::: Records for this exercise

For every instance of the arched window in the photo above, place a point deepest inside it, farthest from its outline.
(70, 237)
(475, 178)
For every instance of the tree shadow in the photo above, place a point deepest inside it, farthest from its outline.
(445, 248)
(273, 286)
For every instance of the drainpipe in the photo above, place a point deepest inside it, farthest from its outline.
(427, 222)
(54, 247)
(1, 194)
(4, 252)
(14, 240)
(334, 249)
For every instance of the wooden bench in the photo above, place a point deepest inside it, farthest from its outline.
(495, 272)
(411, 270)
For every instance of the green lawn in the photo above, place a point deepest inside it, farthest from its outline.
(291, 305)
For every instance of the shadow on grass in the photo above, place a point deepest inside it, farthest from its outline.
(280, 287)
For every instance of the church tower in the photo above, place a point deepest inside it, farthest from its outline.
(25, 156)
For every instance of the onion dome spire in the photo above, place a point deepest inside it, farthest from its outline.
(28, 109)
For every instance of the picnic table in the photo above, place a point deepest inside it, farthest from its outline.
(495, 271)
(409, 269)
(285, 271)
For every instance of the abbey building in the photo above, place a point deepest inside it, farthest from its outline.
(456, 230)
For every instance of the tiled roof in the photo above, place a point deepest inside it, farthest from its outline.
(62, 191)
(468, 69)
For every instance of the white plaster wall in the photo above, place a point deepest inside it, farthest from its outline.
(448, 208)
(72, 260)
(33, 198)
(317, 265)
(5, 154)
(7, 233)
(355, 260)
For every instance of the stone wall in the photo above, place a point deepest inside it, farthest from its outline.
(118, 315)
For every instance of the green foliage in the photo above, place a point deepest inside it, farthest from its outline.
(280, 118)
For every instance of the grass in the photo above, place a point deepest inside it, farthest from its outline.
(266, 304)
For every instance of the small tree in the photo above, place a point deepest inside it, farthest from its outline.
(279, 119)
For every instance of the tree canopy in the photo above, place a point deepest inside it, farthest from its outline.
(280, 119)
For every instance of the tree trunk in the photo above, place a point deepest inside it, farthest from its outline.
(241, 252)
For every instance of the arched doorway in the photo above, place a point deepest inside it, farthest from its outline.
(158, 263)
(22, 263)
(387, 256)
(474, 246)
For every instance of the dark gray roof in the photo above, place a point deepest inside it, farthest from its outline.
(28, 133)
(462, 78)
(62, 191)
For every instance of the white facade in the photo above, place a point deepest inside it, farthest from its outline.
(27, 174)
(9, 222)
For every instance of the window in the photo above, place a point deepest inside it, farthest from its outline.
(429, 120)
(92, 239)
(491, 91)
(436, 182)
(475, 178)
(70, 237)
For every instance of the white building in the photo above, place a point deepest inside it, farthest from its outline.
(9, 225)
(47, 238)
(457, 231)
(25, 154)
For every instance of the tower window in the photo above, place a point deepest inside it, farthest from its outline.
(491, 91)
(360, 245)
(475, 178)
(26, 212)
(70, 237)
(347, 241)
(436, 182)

::::::

**Work required:** Restate each line of the records above without any deviation.

**Solved problem:**
For every instance of the arched window in the photo above, place a point deepest inside it, farthest from its outline.
(70, 237)
(475, 178)
For every instance of the tree shadow in the photo above, place a point deepest inside it, farthest from its outline.
(445, 248)
(273, 286)
For every instance of the drainpipe in the photo above, place a point deepest inside it, farthest from its outline.
(427, 222)
(54, 247)
(1, 194)
(4, 252)
(14, 240)
(334, 249)
For every instance of the wooden bench in the photo above, place a point deepest inside it, farthest from its outline.
(495, 272)
(411, 270)
For every instance of the green lawn in the photo above, place a point deepest inside it, farthest from its outline.
(291, 305)
For every instance of the shadow on grass in the photo above, place a point deepest inside it, farthest from its outline.
(280, 287)
For every instance of the church tower in the photo above, place a point deepest inside it, farthest from its outline.
(25, 156)
For every instance of the onion dome spire in the photo above, place a point deepest inside it, farthest from its outline.
(28, 109)
For every instance of the picnic table in the photo above, place a point deepest inside it, farthest from its outline.
(495, 271)
(409, 269)
(285, 271)
For every instance of the abbey building in the photo above, place a point deepest inside it, farthest from its outline.
(456, 230)
For every instance of the tiled roof in the photo above, place a point deepest inside it, farthest from its outline.
(62, 191)
(468, 69)
For every instance of the white plaster wall in the photo above, place a point deepest inside it, farthest from its outline.
(448, 208)
(72, 260)
(33, 198)
(317, 265)
(5, 154)
(7, 233)
(355, 260)
For every instance of the stone wall in the photo above, place a point deepest inside it, farthest from its outline.
(118, 315)
For every instance of the green foliage in the photo above, place a point deepest inside it, farthest from its outline.
(280, 118)
For every instance of the grass in the photo above, place a point deepest inside it, farthest from its outline.
(266, 304)
For every instance of the small tree in the photo above, place a point deepest inside it, farthest from its outline.
(279, 119)
For every instance of the tree canopy in the photo above, place a point deepest inside it, farthest from its outline.
(280, 119)
For every instance of the tree trunk in the photo above, place a point deepest inside it, farthest from its outline.
(241, 252)
For every instance of the arched doorway in the photo above, place a point deepest inside it, farthest from its outline.
(158, 263)
(22, 263)
(387, 256)
(474, 246)
For every instance of the dark gray roof in the photo above, place a point deepest inside it, farthest from its outline.
(28, 133)
(462, 78)
(62, 191)
For every instance of the white facade in the photo above, place a point deepest inside it, farthest from its outline.
(27, 174)
(9, 222)
For every instance of the window in the photo above, place a point deepest inside it, farthest from its outline.
(429, 120)
(92, 239)
(491, 91)
(436, 182)
(475, 178)
(70, 237)
For every instance of the white building in the photo above, place a point deepest inside it, farthest from its outline.
(9, 225)
(47, 238)
(457, 231)
(25, 154)
For every instance of the tower window in the photo above, place a point deepest inside it, farthest from its outline.
(491, 91)
(360, 245)
(475, 178)
(26, 212)
(70, 237)
(347, 241)
(436, 182)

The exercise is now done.